Repeat the records exactly. Leave out the pictures.
[Start of section]
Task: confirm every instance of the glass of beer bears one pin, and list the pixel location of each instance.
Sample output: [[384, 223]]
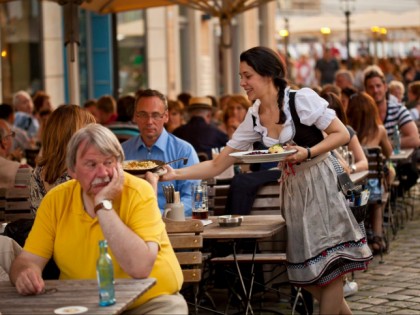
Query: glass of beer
[[200, 208]]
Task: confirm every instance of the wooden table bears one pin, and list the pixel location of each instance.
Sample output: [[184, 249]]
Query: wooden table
[[404, 155], [359, 177], [61, 293], [254, 227]]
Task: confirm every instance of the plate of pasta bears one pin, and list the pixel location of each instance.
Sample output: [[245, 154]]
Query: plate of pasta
[[262, 156]]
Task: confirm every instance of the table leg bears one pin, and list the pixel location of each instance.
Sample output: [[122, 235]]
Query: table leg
[[247, 294]]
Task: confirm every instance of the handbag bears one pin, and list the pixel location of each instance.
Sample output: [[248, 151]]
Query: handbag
[[353, 194]]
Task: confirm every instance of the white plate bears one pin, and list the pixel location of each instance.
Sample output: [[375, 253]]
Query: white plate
[[160, 171], [71, 310], [263, 157]]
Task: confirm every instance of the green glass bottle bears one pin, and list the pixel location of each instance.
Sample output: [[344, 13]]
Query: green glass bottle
[[105, 275]]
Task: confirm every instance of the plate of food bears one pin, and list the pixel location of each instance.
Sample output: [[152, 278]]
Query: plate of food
[[136, 167], [275, 153]]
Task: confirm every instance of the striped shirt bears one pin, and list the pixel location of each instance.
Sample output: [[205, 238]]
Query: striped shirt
[[396, 114]]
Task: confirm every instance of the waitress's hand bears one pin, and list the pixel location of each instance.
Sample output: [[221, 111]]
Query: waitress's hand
[[301, 154]]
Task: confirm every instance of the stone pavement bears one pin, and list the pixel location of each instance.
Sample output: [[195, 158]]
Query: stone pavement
[[392, 287]]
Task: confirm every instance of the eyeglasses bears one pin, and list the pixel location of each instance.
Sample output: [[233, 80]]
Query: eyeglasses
[[156, 116]]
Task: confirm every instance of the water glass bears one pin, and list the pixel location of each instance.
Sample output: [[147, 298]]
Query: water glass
[[200, 201]]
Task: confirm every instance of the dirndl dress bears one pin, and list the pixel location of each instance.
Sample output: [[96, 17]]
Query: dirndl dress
[[324, 240]]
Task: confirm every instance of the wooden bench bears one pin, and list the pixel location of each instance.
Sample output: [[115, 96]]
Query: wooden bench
[[266, 200], [187, 241]]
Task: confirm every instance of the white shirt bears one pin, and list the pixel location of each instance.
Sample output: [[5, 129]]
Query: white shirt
[[310, 107]]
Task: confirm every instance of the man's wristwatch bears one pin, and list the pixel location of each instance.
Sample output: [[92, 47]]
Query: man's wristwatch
[[103, 205]]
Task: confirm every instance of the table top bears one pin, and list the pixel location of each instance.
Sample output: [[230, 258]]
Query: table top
[[404, 154], [358, 177], [61, 293], [253, 226]]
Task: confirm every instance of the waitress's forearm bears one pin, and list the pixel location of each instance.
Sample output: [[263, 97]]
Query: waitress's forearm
[[206, 169]]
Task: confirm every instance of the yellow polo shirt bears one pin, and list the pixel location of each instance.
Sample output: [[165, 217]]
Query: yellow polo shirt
[[64, 230]]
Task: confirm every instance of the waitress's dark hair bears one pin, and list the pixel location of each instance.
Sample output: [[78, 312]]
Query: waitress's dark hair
[[267, 63]]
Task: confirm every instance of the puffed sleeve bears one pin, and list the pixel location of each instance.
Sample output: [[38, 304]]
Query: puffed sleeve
[[313, 109], [246, 134]]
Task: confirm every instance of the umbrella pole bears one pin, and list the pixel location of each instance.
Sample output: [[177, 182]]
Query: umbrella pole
[[71, 28]]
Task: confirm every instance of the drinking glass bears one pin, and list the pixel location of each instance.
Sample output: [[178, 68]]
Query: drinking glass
[[200, 208]]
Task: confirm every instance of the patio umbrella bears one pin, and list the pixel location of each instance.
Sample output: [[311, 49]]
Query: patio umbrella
[[71, 30], [224, 10]]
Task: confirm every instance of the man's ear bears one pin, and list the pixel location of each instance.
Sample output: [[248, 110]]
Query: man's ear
[[2, 142], [71, 173]]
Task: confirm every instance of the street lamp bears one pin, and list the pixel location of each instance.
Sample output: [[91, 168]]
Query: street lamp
[[284, 33], [325, 31], [376, 31], [347, 6]]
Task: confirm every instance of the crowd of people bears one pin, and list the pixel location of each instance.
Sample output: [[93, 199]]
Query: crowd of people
[[81, 149]]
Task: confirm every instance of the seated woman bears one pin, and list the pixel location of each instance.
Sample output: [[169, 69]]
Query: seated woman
[[360, 160], [363, 115], [50, 167]]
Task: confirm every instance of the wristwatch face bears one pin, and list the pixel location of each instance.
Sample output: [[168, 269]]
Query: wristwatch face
[[104, 205]]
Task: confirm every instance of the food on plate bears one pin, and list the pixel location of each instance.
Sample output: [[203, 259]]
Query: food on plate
[[256, 153], [277, 148], [139, 165]]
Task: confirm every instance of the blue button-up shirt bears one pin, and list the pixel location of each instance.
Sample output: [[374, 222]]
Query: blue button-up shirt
[[166, 148]]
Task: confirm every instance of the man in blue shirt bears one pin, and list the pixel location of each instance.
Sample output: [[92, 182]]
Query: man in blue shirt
[[155, 143]]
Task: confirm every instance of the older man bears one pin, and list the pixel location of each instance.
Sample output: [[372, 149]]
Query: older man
[[102, 202], [11, 172], [24, 118], [154, 142]]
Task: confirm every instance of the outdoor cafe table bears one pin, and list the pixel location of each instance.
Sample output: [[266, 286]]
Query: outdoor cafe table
[[61, 293], [359, 177], [253, 227]]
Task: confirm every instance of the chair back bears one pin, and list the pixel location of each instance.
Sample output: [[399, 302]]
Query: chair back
[[187, 241]]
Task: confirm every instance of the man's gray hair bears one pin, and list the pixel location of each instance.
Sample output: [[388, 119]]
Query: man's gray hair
[[373, 71], [95, 135]]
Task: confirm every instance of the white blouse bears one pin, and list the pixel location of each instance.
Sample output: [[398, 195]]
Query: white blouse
[[310, 107]]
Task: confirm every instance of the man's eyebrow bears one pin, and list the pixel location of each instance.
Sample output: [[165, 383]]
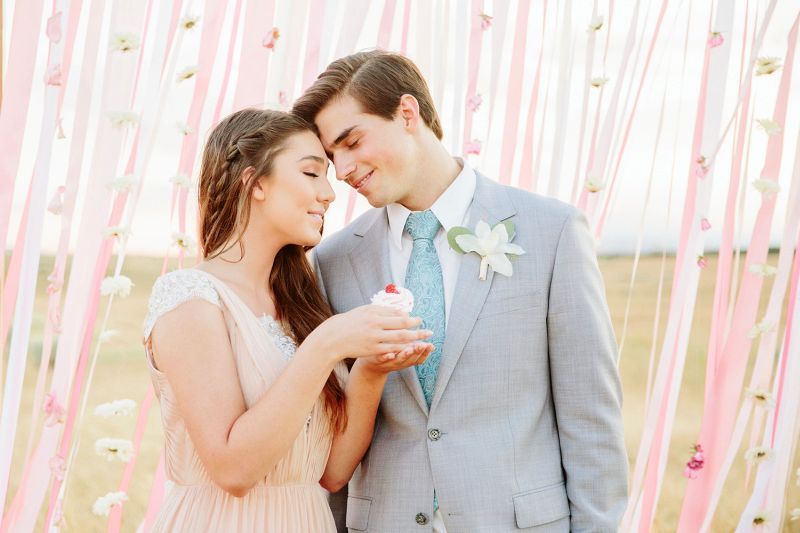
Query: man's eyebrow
[[342, 136], [314, 158]]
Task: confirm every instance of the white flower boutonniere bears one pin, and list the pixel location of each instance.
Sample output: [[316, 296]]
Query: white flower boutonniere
[[492, 244]]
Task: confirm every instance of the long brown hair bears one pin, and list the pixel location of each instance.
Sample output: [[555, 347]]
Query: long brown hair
[[253, 138]]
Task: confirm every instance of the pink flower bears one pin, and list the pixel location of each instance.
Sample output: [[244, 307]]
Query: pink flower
[[473, 147], [53, 30], [53, 76], [53, 410], [474, 102], [271, 39], [695, 463], [58, 467]]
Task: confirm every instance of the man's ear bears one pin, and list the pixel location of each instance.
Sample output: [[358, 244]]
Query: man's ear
[[408, 112], [259, 191]]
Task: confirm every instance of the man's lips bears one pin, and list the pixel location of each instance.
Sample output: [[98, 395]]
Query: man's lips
[End of section]
#### OUTPUT
Task: confirm every instance of the glass of beer bears one pin, and list the pixel location of each instance.
Sample output: [[384, 223]]
Query: glass of beer
[[200, 208]]
Task: confirm every instance of the wooden table bears one pin, and list the pixel location of each instance.
Sample output: [[184, 249]]
Query: wooden table
[[404, 155], [359, 177], [61, 293], [254, 227]]
Task: confirm every instance of the plate of pasta bears one pin, and list the pixel location of each instance.
Sample output: [[245, 154]]
Query: plate of pasta
[[262, 156]]
Task: confirm every instance of the table leg bears one pin, and list the pixel location of each instance.
Sample output: [[122, 235]]
Query: table leg
[[247, 294]]
Task: confirm every instance of the handbag bears one pin, and list the pixel location of each instance.
Sample output: [[248, 151]]
Query: handbag
[[353, 194]]
Task: confirm every instance of the white plate bears one pin, and list the pixel location of each instance.
Sample output: [[375, 253]]
Query: white plate
[[160, 171], [71, 310], [263, 157]]
Task: confirm every instance of the green glass bottle bears one pin, and list the pixel location of each instance.
Sample output: [[344, 13]]
Query: green glass bottle
[[105, 275]]
Task: confirm every instance of the plate of food bears one pin, and list the pixel location of each instance.
Sample output: [[152, 278]]
Query: plate of food
[[136, 167], [275, 153]]
Task: confirm every instance of the striped shirt bears one pin, and list the pixel location of each instance.
Sample output: [[205, 238]]
Query: striped shirt
[[396, 114]]
Task: confirm every instance of the waitress's hand bears one pin, and list the pixel location of each instance.
Sample output: [[221, 111]]
Query: waitress's hand
[[301, 154]]
Task: confirm every instance of the stone pavement bears one pin, and list the pixel location of each instance.
Sample output: [[195, 158]]
Query: stone pavement
[[392, 287]]
Task: confirm every instance of the eyeglasses bears one pin, and list the pixel location of each instance.
Sample output: [[233, 80]]
Query: eyeglasses
[[156, 116]]
Task: confirm every instance of the water glass bears one pin, and list the pixel location of each instance.
Sample output: [[147, 298]]
Query: water glass
[[200, 201]]
Task: confirm every instance of the dirndl dress bears one pin, and list the pixel location of each instance.
Sample output: [[96, 17]]
Query: dirndl dress
[[324, 240]]
Task: confirm every instance of the wooden bench bears one pin, and list the pixel location of each instance.
Sample output: [[115, 96]]
Query: wooden bench
[[266, 200], [187, 241]]
Task: confirm every instance of the white shirt bears one pin, and list the pixel location of each instance.
Sample output: [[5, 129]]
Query: white shirt
[[310, 107]]
Task: confirm every instance of the man's wristwatch bears one pin, and list the pixel location of each instance.
Sample output: [[92, 47]]
Query: man's wristwatch
[[103, 205]]
Task: confirm every instance of the table top bears one pin, and list the pixel location of each instance.
Sample output: [[230, 258]]
Query: table top
[[404, 154], [358, 177], [61, 293], [253, 226]]
Task: confirm every instance of the waitress's forearm bears one pin, and list the pixel location of each instance.
Sample output: [[263, 97]]
Query: waitress's forearm
[[206, 169]]
Task: confirm every instance of the yellow polo shirt bears one pin, and list the pixel location of each instance.
Sample output: [[165, 217]]
Query: yellow polo shirt
[[64, 230]]
Task: confirm every instance of the waitress's dark hair bears one pin, and list the pixel location of each instance.
Sample output: [[78, 312]]
Query: waitress's dark hair
[[267, 63]]
Task: confirm every instance of the puffed sleeve bears one pin, and list the pixel location of each instance.
Sample output: [[38, 304]]
Query: puffed sleeve
[[313, 109], [246, 134]]
Task: confirm every instance of the umbrella pole bears one pin, and list the pixel location of each instance.
Sample output: [[177, 182]]
Query: umbrella pole
[[71, 28]]
Task: confirm every instance of the drinking glass bears one pin, and list the pixel location of each instance.
Sample output: [[178, 68]]
Query: drinking glass
[[200, 208]]
Task: confirm every instance of the patio umbrella bears one pin, and list the pixel location of each instance.
Sample output: [[311, 49]]
Query: patio umbrella
[[71, 30], [224, 10]]
Task: confirm every instance of the man's ear bears one pin, and list the pixel location of each instance.
Sample output: [[248, 110]]
Query: man's ear
[[2, 142], [71, 173]]
Task: confirm every instance of the street lamp bears one pin, and list the pixel location of each instance.
Sample output: [[91, 168]]
Query: street lamp
[[284, 33], [325, 31], [376, 31], [347, 6]]
Task: confirm every instance of the crowd of people bears one pin, and list the pixel location of each instance.
Sample output: [[93, 199]]
Query: crowd of people
[[81, 149]]
Task: confirm every instance of the seated woman bears one pin, and list the pixel location of each instance.
Sample output: [[169, 69]]
Query: seated woman
[[360, 160], [363, 115], [50, 167]]
Task: confirm every instance of the wristwatch face bears one pin, and list the pixel location of each instance.
Sample output: [[168, 269]]
Query: wristwatch face
[[104, 205]]
Task: confirm every instance of the food on plate bears one pin, and list the pixel location of each instance.
Sample output: [[203, 259]]
Query: food on plate
[[256, 153], [277, 148], [139, 165]]
Task: confirm every instance of the blue button-up shirt bears one pin, and list the pixel location of each instance.
Sample output: [[374, 222]]
Query: blue button-up shirt
[[166, 148]]
Task: confirm every instance of the man in blue shirt bears one pin, and list the pixel location of each instance.
Sample output: [[92, 182]]
Query: man in blue shirt
[[155, 143]]
Task: confirm every instance of the older man bears one pin, and list the pixel location of each instance.
Sample output: [[372, 149]]
Query: older man
[[102, 202], [11, 172], [24, 118], [154, 142]]
Task: confirm every instance of the outdoor cafe table bears one pin, and list the pixel location of each instance.
Sample output: [[266, 286]]
Query: outdoor cafe table
[[61, 293], [359, 177], [253, 227]]
Task: confirm every instance of the chair back bears one pin, and list the pixel location of each instance.
Sample output: [[399, 302]]
Query: chair back
[[187, 241]]
Task: confirm every instance of the man's gray hair bears one pin, and list the pixel location of each instance.
Sample output: [[388, 119]]
Query: man's gray hair
[[373, 71], [95, 135]]
Task: confirm every instance of the white blouse bears one pin, and list the pixel location of each instance.
Sample output: [[398, 195]]
Query: white blouse
[[310, 107]]
Task: confirm every instance of the man's eyebrow bears one pin, and list the pixel location of each instance.
Sample output: [[165, 383]]
Query: man's eyebrow
[[342, 136], [314, 158]]
Task: confirm every instance of the white flower boutonniere bears one pin, and list the pixel location of each instance.
Sample output: [[316, 296]]
Query: white flower boutonniere
[[492, 244]]
Task: confirm every instance of the long brown hair bears one pin, and list the pixel location of each instance.
Sample output: [[555, 347]]
Query: long brown hair
[[253, 138]]
Task: confirm every instance of the pink flower bears one pin, and list the pixel location of each instance.
Sample output: [[244, 307]]
Query: pink flower
[[473, 147], [53, 30], [53, 76], [53, 410], [474, 102], [271, 39], [695, 463], [58, 467]]
Task: confirm every instance of the man's ear bears one pin, and list the pixel location of each instance.
Sample output: [[358, 244]]
Query: man's ear
[[408, 112], [259, 191]]
Task: confirm every instance of the man's lips bears one pin, and list the pixel location of each instance.
Sample output: [[98, 395]]
Query: man's lips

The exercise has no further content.